Action item:
In the records below, find the line containing "Target: scissors blade", then print it and every following line exactly, through the last, without pictures.

Raw data below:

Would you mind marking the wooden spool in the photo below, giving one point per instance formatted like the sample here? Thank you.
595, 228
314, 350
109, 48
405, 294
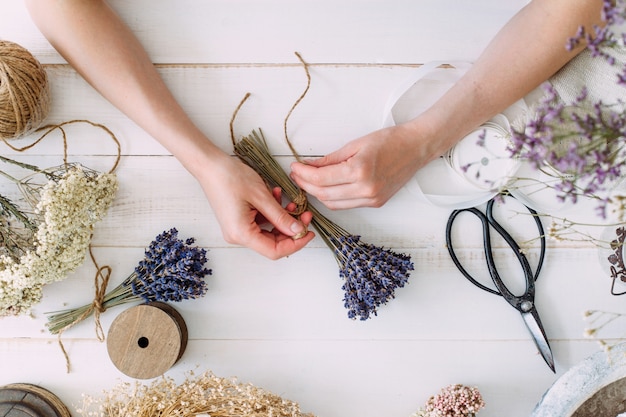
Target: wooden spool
147, 340
27, 400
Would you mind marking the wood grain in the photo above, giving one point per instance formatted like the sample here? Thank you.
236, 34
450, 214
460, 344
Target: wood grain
282, 325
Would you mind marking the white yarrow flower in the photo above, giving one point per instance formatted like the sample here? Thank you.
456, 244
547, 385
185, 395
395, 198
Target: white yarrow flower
69, 208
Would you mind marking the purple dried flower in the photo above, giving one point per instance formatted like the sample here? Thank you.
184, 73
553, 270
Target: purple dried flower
371, 274
583, 142
171, 270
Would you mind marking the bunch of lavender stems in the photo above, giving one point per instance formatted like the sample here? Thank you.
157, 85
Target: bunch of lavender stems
371, 274
171, 270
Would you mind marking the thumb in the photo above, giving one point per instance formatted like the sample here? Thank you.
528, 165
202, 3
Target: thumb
281, 219
340, 155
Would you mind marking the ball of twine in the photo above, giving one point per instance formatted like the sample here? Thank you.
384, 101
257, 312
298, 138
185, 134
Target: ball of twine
24, 91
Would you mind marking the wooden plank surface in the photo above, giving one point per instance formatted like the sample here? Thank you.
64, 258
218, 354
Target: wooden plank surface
281, 325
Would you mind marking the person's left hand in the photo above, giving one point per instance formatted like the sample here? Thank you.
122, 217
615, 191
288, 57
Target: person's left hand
366, 172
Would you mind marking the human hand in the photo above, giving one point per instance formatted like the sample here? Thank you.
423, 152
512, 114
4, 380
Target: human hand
244, 207
366, 172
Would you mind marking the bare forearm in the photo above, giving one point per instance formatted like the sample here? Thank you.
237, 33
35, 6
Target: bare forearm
525, 53
94, 40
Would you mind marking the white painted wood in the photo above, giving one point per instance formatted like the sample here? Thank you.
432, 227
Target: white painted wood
281, 325
350, 31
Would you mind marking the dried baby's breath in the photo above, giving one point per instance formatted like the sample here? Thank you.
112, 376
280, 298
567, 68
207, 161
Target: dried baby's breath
205, 394
67, 206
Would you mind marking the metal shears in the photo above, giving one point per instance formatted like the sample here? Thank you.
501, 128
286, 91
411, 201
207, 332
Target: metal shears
524, 303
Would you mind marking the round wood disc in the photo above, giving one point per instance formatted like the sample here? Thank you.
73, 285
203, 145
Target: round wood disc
147, 340
27, 400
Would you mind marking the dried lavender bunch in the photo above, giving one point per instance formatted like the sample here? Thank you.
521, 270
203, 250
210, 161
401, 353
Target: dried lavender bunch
581, 144
604, 39
371, 274
453, 401
172, 270
584, 143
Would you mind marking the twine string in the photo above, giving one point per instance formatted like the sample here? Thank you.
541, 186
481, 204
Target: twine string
295, 104
300, 200
47, 129
101, 281
24, 91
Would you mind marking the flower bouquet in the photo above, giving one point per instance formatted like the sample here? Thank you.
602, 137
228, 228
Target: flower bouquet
171, 270
453, 401
581, 144
370, 273
202, 395
47, 236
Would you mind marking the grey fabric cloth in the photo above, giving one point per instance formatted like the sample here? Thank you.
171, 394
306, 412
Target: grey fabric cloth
595, 73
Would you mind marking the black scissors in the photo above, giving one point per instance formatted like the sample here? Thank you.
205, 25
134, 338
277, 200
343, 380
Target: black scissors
524, 303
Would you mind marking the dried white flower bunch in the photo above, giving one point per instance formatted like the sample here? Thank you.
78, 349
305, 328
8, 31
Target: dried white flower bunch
66, 208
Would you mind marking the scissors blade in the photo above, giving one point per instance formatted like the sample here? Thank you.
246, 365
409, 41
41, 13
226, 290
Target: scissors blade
533, 323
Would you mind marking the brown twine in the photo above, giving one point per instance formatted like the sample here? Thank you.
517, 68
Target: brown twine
295, 104
24, 91
24, 105
300, 200
47, 129
101, 281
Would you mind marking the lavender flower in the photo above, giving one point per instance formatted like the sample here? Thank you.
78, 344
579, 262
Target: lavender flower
583, 142
371, 274
172, 270
604, 39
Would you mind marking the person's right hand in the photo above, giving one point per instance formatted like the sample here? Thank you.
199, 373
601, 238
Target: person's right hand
243, 204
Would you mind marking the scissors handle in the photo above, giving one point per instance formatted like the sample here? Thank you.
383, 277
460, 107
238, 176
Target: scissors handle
488, 221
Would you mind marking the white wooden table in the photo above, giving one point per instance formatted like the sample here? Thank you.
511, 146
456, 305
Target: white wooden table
281, 325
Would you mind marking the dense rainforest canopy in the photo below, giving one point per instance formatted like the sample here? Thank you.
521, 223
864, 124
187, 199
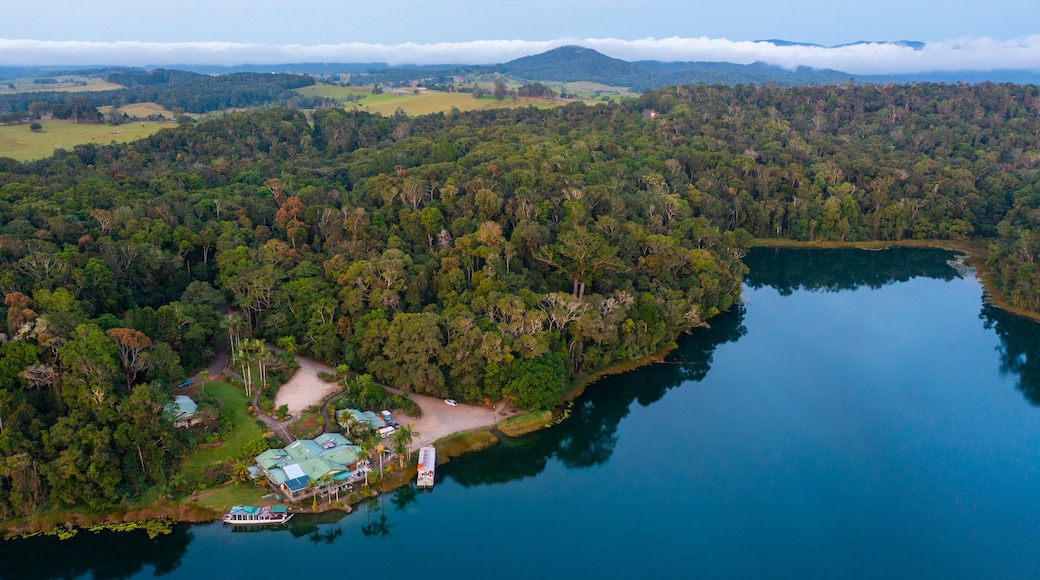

End of Raw data.

Result for this task:
Target: scissors blade
533, 323
Would you mind marking the brown twine in the photo above, giving one point per instance formatted like the sample here? Thank you.
517, 68
Target: brown twine
295, 104
24, 91
24, 105
300, 200
47, 129
101, 281
Would you mind marking the lavender flower in the photo above, giving one point per instance formatted like the sample here? Thank you.
78, 344
579, 262
Target: lavender flower
583, 142
371, 274
172, 270
604, 39
Would you mind marking the person's right hand in the photo above, giving one point per instance formatted like the sample here? Thank you.
199, 373
601, 238
Target: person's right hand
243, 204
Would you mind marking the scissors handle in the photo above, giving one point per instance formatted like the sample here? Thank you.
383, 277
460, 107
238, 176
Target: scissors handle
488, 221
Would you mind marking the white wooden table in the photo above, giving one point per instance formatted like the sample here? Thank you.
511, 146
456, 305
Target: white wooden table
281, 325
Would you mind marking the dense rainforest canopy in the photo below, giving one point per instance formatted like the sample here? Thank you.
521, 223
864, 124
187, 199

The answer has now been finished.